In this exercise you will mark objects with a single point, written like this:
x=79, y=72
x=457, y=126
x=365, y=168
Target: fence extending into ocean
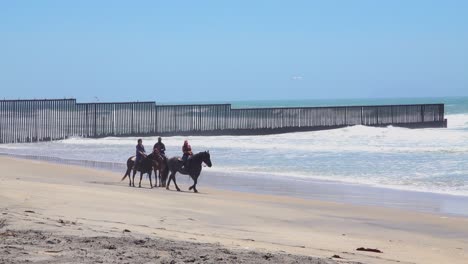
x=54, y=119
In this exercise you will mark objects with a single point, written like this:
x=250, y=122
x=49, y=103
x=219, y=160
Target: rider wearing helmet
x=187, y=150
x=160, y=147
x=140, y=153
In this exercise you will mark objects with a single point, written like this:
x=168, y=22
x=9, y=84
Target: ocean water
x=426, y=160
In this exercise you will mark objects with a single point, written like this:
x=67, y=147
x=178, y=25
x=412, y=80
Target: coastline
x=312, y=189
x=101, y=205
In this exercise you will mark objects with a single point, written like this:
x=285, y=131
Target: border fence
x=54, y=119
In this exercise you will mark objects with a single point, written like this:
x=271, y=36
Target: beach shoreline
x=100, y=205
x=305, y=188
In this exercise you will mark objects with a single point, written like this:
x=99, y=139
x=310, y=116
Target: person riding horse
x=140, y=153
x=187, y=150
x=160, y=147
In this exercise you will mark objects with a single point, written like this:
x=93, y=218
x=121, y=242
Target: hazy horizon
*****
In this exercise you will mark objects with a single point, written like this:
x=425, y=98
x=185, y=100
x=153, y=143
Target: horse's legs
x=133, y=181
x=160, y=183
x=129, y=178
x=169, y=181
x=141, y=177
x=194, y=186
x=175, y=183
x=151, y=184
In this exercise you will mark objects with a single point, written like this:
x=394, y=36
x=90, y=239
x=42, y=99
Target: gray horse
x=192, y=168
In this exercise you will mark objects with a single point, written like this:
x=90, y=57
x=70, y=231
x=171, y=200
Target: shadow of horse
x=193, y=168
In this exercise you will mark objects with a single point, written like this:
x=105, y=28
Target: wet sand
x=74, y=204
*****
• Exercise aim: What do the lines above say from the one containing "Target: person riding horse" down to the one containing "Target: hazy horizon"? Return them exactly, both end lines included, and only them.

• Answer area:
Target: person riding horse
x=140, y=153
x=187, y=150
x=160, y=147
In this exercise you will mark objects with a single point, written like this:
x=93, y=218
x=121, y=242
Target: hazy horizon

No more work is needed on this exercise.